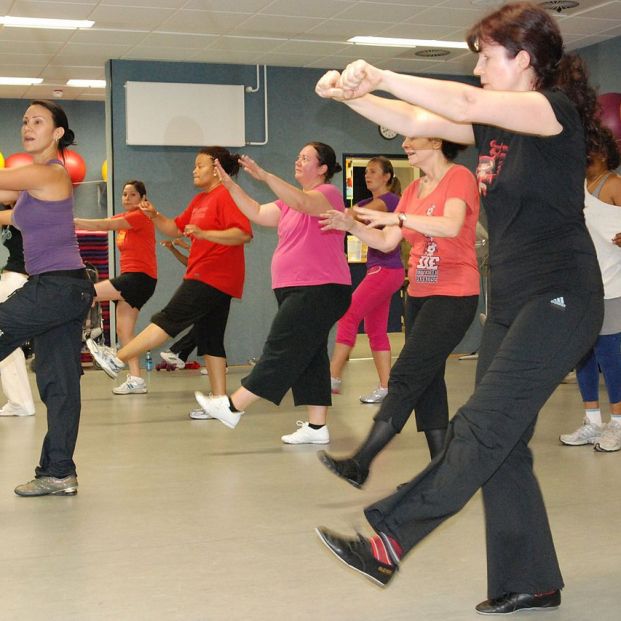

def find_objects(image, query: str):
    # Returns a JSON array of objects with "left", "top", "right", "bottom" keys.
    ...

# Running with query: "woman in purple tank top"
[
  {"left": 329, "top": 156, "right": 404, "bottom": 404},
  {"left": 0, "top": 100, "right": 94, "bottom": 497}
]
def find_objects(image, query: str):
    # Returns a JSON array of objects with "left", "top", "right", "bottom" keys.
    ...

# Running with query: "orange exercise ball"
[
  {"left": 62, "top": 149, "right": 86, "bottom": 185},
  {"left": 5, "top": 152, "right": 34, "bottom": 168}
]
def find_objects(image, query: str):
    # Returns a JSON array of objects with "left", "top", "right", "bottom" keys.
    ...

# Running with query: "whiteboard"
[{"left": 125, "top": 81, "right": 246, "bottom": 147}]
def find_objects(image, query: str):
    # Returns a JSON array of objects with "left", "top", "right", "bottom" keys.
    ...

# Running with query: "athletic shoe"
[
  {"left": 14, "top": 475, "right": 78, "bottom": 497},
  {"left": 475, "top": 590, "right": 561, "bottom": 614},
  {"left": 360, "top": 386, "right": 388, "bottom": 404},
  {"left": 160, "top": 351, "right": 185, "bottom": 369},
  {"left": 200, "top": 368, "right": 209, "bottom": 375},
  {"left": 194, "top": 392, "right": 242, "bottom": 429},
  {"left": 331, "top": 377, "right": 342, "bottom": 394},
  {"left": 86, "top": 339, "right": 125, "bottom": 379},
  {"left": 315, "top": 527, "right": 398, "bottom": 587},
  {"left": 317, "top": 451, "right": 368, "bottom": 488},
  {"left": 281, "top": 421, "right": 329, "bottom": 445},
  {"left": 112, "top": 375, "right": 147, "bottom": 395},
  {"left": 559, "top": 419, "right": 603, "bottom": 446},
  {"left": 0, "top": 402, "right": 35, "bottom": 417},
  {"left": 594, "top": 420, "right": 621, "bottom": 452}
]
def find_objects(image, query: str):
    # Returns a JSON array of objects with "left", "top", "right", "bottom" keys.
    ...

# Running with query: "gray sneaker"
[
  {"left": 14, "top": 475, "right": 78, "bottom": 497},
  {"left": 360, "top": 387, "right": 388, "bottom": 404},
  {"left": 595, "top": 420, "right": 621, "bottom": 452},
  {"left": 559, "top": 420, "right": 603, "bottom": 446},
  {"left": 86, "top": 338, "right": 125, "bottom": 379}
]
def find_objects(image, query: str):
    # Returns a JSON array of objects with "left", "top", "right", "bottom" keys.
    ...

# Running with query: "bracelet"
[{"left": 397, "top": 213, "right": 407, "bottom": 228}]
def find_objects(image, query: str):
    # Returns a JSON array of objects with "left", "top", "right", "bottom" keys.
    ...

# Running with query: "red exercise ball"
[
  {"left": 61, "top": 149, "right": 87, "bottom": 185},
  {"left": 599, "top": 92, "right": 621, "bottom": 143},
  {"left": 5, "top": 152, "right": 34, "bottom": 168}
]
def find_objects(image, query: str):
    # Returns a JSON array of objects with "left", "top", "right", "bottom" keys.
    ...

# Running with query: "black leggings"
[{"left": 364, "top": 291, "right": 603, "bottom": 599}]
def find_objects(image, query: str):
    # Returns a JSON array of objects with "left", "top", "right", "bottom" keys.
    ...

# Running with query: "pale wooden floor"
[{"left": 1, "top": 337, "right": 619, "bottom": 621}]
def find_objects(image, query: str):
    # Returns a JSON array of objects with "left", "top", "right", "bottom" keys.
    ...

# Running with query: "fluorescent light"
[
  {"left": 0, "top": 77, "right": 43, "bottom": 85},
  {"left": 348, "top": 36, "right": 468, "bottom": 49},
  {"left": 66, "top": 79, "right": 106, "bottom": 88},
  {"left": 0, "top": 16, "right": 94, "bottom": 30}
]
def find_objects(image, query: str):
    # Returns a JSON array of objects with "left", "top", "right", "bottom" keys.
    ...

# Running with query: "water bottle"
[{"left": 145, "top": 350, "right": 153, "bottom": 371}]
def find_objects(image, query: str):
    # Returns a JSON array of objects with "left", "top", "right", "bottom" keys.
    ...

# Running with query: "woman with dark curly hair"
[
  {"left": 88, "top": 147, "right": 252, "bottom": 400},
  {"left": 313, "top": 2, "right": 605, "bottom": 614}
]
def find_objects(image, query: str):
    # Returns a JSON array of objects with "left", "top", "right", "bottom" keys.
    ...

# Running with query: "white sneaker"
[
  {"left": 112, "top": 375, "right": 147, "bottom": 395},
  {"left": 281, "top": 421, "right": 330, "bottom": 445},
  {"left": 0, "top": 402, "right": 35, "bottom": 417},
  {"left": 194, "top": 392, "right": 242, "bottom": 429},
  {"left": 189, "top": 407, "right": 214, "bottom": 420},
  {"left": 160, "top": 351, "right": 185, "bottom": 369},
  {"left": 595, "top": 420, "right": 621, "bottom": 452},
  {"left": 360, "top": 386, "right": 388, "bottom": 404},
  {"left": 200, "top": 368, "right": 209, "bottom": 375},
  {"left": 559, "top": 419, "right": 603, "bottom": 446},
  {"left": 331, "top": 377, "right": 342, "bottom": 394},
  {"left": 86, "top": 338, "right": 125, "bottom": 379}
]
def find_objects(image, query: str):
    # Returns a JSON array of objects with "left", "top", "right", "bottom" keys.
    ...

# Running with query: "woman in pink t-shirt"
[
  {"left": 195, "top": 142, "right": 352, "bottom": 444},
  {"left": 318, "top": 136, "right": 479, "bottom": 484}
]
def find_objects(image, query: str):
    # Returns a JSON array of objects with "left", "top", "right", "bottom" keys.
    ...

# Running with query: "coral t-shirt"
[
  {"left": 397, "top": 165, "right": 480, "bottom": 297},
  {"left": 174, "top": 185, "right": 252, "bottom": 298},
  {"left": 271, "top": 184, "right": 351, "bottom": 289},
  {"left": 113, "top": 208, "right": 157, "bottom": 279}
]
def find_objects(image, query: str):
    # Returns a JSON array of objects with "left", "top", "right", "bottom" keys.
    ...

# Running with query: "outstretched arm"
[
  {"left": 214, "top": 159, "right": 280, "bottom": 227},
  {"left": 316, "top": 60, "right": 562, "bottom": 139},
  {"left": 139, "top": 199, "right": 183, "bottom": 237},
  {"left": 236, "top": 155, "right": 332, "bottom": 217},
  {"left": 74, "top": 217, "right": 130, "bottom": 231}
]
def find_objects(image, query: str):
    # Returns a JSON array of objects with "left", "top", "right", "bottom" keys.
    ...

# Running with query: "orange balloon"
[{"left": 5, "top": 152, "right": 34, "bottom": 168}]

What you need to do:
Retype the whole of the data verbatim. Skip every picture.

Exercise answer:
def find_objects(image, query: str):
    # Returns a JSON array of objects with "left", "top", "right", "bottom" keys.
    ...

# Running with query: "woman in purple tank top"
[
  {"left": 329, "top": 156, "right": 404, "bottom": 404},
  {"left": 0, "top": 100, "right": 94, "bottom": 497}
]
def find_objects(image, query: str):
    # Returns a JSON array of objects with "left", "top", "right", "bottom" keys.
    ...

# Running with query: "orange exercise ball"
[
  {"left": 62, "top": 149, "right": 86, "bottom": 185},
  {"left": 5, "top": 152, "right": 34, "bottom": 168}
]
def find_objects(image, query: str):
    # Returns a JSON array of objects with "left", "top", "right", "bottom" keys.
    ...

# Running with query: "whiteboard"
[{"left": 125, "top": 81, "right": 246, "bottom": 147}]
def find_objects(image, query: str):
    # Returns a JSON array of objects with "left", "top", "right", "bottom" keys.
    ...

# Running with query: "athletic shoe"
[
  {"left": 14, "top": 475, "right": 78, "bottom": 497},
  {"left": 475, "top": 590, "right": 561, "bottom": 614},
  {"left": 360, "top": 386, "right": 388, "bottom": 404},
  {"left": 160, "top": 351, "right": 185, "bottom": 369},
  {"left": 200, "top": 368, "right": 209, "bottom": 375},
  {"left": 194, "top": 392, "right": 242, "bottom": 429},
  {"left": 331, "top": 377, "right": 342, "bottom": 394},
  {"left": 86, "top": 339, "right": 125, "bottom": 379},
  {"left": 315, "top": 527, "right": 398, "bottom": 587},
  {"left": 317, "top": 451, "right": 368, "bottom": 488},
  {"left": 281, "top": 421, "right": 329, "bottom": 445},
  {"left": 112, "top": 375, "right": 147, "bottom": 395},
  {"left": 559, "top": 419, "right": 603, "bottom": 446},
  {"left": 0, "top": 402, "right": 35, "bottom": 417},
  {"left": 594, "top": 420, "right": 621, "bottom": 452}
]
def find_objects(image, query: str):
    # Returns a JSON array of objects with "left", "top", "right", "bottom" keys.
    ...

# Running with query: "gray sneaker"
[
  {"left": 14, "top": 475, "right": 78, "bottom": 497},
  {"left": 360, "top": 387, "right": 388, "bottom": 404},
  {"left": 595, "top": 420, "right": 621, "bottom": 452},
  {"left": 559, "top": 420, "right": 603, "bottom": 446},
  {"left": 86, "top": 338, "right": 125, "bottom": 379}
]
def find_objects(image, query: str):
    # Returns a JSON array of objects with "left", "top", "right", "bottom" keys.
    ...

# Running with query: "bracelet"
[{"left": 397, "top": 213, "right": 407, "bottom": 228}]
def find_objects(image, query: str):
    # Returns a JSON array of objects with "left", "top", "right", "bottom" keys.
    ...

# Running with query: "red exercise ball"
[
  {"left": 61, "top": 149, "right": 87, "bottom": 185},
  {"left": 599, "top": 92, "right": 621, "bottom": 143},
  {"left": 5, "top": 152, "right": 34, "bottom": 168}
]
def find_objects(image, query: str):
    # Returns a JSON array of objects with "left", "top", "right", "bottom" keys.
    ...

# Running with query: "black leggings"
[{"left": 364, "top": 291, "right": 603, "bottom": 599}]
def find_objects(image, query: str):
    # Returns a JSON array of objects with "left", "top", "right", "bottom" keys.
    ...

# Running with query: "pale wooden floor"
[{"left": 1, "top": 337, "right": 619, "bottom": 621}]
def find_objects(image, query: str):
    # Returns a JSON array of objects with "left", "top", "right", "bottom" keys.
    ...

# Running with query: "fluorescent light"
[
  {"left": 0, "top": 77, "right": 43, "bottom": 85},
  {"left": 348, "top": 36, "right": 468, "bottom": 49},
  {"left": 66, "top": 79, "right": 106, "bottom": 88},
  {"left": 0, "top": 16, "right": 94, "bottom": 30}
]
def find_objects(image, query: str):
    # Returns a JSON array of objects with "left", "top", "right", "bottom" keys.
    ...

# Running with query: "water bottle"
[{"left": 145, "top": 350, "right": 153, "bottom": 371}]
def find_objects(image, query: str):
    # Returns a JSON array of objects with "left", "top", "right", "bottom" keys.
    ...

# Running with query: "woman with dark curly hair"
[
  {"left": 88, "top": 147, "right": 252, "bottom": 400},
  {"left": 313, "top": 2, "right": 605, "bottom": 614}
]
def find_objects(image, query: str):
    # Returns a JSON array of objects with "left", "top", "right", "bottom" keys.
    ...

# Running with query: "white sneaker"
[
  {"left": 112, "top": 375, "right": 147, "bottom": 395},
  {"left": 281, "top": 421, "right": 330, "bottom": 445},
  {"left": 0, "top": 402, "right": 35, "bottom": 417},
  {"left": 194, "top": 392, "right": 242, "bottom": 429},
  {"left": 189, "top": 407, "right": 214, "bottom": 420},
  {"left": 160, "top": 351, "right": 185, "bottom": 369},
  {"left": 595, "top": 420, "right": 621, "bottom": 452},
  {"left": 360, "top": 386, "right": 388, "bottom": 404},
  {"left": 200, "top": 368, "right": 209, "bottom": 375},
  {"left": 559, "top": 419, "right": 603, "bottom": 446},
  {"left": 331, "top": 377, "right": 342, "bottom": 394},
  {"left": 86, "top": 338, "right": 125, "bottom": 379}
]
def find_objects(image, query: str):
    # Returns a JSON array of objects with "left", "top", "right", "bottom" keys.
    ...

# Running with query: "woman in pink t-shirt"
[
  {"left": 195, "top": 142, "right": 352, "bottom": 444},
  {"left": 318, "top": 136, "right": 479, "bottom": 484}
]
def find_objects(image, query: str):
    # Returns a JSON array of objects with "left", "top", "right", "bottom" keys.
    ...

# Running with query: "coral t-shirt"
[
  {"left": 397, "top": 165, "right": 480, "bottom": 297},
  {"left": 174, "top": 185, "right": 252, "bottom": 298},
  {"left": 271, "top": 184, "right": 351, "bottom": 289},
  {"left": 113, "top": 208, "right": 157, "bottom": 279}
]
def find_objects(image, query: str):
    # Returns a JSON array of objects with "left", "top", "right", "bottom" keys.
    ...

# Running with query: "outstretched arm"
[
  {"left": 214, "top": 159, "right": 280, "bottom": 227},
  {"left": 316, "top": 60, "right": 562, "bottom": 139},
  {"left": 139, "top": 199, "right": 183, "bottom": 237},
  {"left": 236, "top": 155, "right": 332, "bottom": 217},
  {"left": 74, "top": 217, "right": 130, "bottom": 231}
]
def find_objects(image, query: str):
    # Returns a JSON array of objects with "left", "top", "right", "bottom" keys.
    ...

# Running with query: "orange balloon"
[{"left": 5, "top": 152, "right": 34, "bottom": 168}]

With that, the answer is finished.